■ WHAT IS EXPECTED:
Using the passage about a toddler's eating, answer these:
(a) Who has said that a child given three meals a day will not starve?
(b) What did the toddler eat at lunch?
(c) How long did he nap before waking?

■ DOCUMENT EXTRACT:

--- START ---

He has been eating less and less over the last four? Five? Six? months. It’s been concerning, but because he’s obviously still growing and meeting milestones, I chalked it up to toddler pickiness and moved on. My Mom has mentioned several times to me as reassurance that “any child with 3 squares placed in front of him every day will not starve”. Good point.
Except, in my reading about FPIES, it’s not true. FPIES kids will starve themselves, even when food is in front of them, because they’ve learned to associate food with pain. Mr. Charm does NOT have acute FPIES, where he vomits and goes into shock, but he has many of the other symptoms of FPIES – or, at least, a serious food intolerance – and I’m concerned, now, that he’s learning to associate eating with being uncomfortable or in pain.
This morning he would eat NOTHING that the Geek offered him. NOT ONE BITE OF ANYTHING.
At lunch, I offered him a Turkey & Rice Toddler meal (one of the only supposedly “safe” pre-made foods we can serve him) and he ate half of it, along with about 5 potato chips and a piece of turkey lunch meat.
I ask you, do you know of any toddler that would not eat more than 5 potato chips at a time??
Immediately after lunch, I put him down for a nap. He woke up only an hour and a half later, and though he seemed in good spirits at the time, within 30 minutes of waking he turned into a Holy Terror.

--- END ---

Image-backed grounding data:
--- START ---

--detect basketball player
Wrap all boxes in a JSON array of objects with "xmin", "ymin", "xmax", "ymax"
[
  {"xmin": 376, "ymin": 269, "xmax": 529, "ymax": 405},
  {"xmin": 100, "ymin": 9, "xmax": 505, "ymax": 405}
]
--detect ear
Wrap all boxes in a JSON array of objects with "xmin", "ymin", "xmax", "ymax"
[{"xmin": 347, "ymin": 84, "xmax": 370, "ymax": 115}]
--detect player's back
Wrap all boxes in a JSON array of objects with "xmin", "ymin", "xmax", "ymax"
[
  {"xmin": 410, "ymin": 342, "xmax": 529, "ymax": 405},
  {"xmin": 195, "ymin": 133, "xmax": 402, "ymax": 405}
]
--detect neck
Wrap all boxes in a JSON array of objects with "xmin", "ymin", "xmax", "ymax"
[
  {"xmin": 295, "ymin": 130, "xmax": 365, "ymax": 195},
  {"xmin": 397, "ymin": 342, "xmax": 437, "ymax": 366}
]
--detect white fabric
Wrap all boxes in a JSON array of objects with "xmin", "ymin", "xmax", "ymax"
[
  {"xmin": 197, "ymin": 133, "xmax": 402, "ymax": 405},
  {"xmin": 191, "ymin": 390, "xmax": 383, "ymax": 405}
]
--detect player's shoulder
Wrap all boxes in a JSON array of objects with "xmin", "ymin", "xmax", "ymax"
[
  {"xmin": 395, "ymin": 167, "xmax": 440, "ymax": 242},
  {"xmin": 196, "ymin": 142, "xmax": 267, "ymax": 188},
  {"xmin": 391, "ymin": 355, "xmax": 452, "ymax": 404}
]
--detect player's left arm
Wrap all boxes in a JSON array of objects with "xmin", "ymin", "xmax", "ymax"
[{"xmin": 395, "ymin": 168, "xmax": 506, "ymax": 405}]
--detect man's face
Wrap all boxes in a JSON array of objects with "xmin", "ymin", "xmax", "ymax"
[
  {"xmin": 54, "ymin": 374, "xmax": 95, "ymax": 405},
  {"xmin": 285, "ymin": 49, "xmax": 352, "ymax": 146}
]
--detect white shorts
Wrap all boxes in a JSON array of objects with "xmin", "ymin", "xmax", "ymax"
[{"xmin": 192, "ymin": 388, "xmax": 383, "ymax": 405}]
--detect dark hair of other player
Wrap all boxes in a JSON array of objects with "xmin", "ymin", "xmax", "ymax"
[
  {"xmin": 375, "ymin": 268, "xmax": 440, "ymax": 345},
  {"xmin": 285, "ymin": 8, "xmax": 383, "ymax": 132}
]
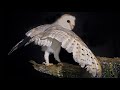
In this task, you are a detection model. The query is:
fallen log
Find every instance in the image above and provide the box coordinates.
[30,57,120,78]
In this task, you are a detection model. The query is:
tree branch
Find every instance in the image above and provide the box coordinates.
[30,57,120,78]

--- END ---

■ OUTPUT FOR THIS TASK:
(a) The writer's Mom.
(b) Half of a Turkey & Rice Toddler meal, about 5 potato chips, and a piece of turkey lunch meat.
(c) An hour and a half.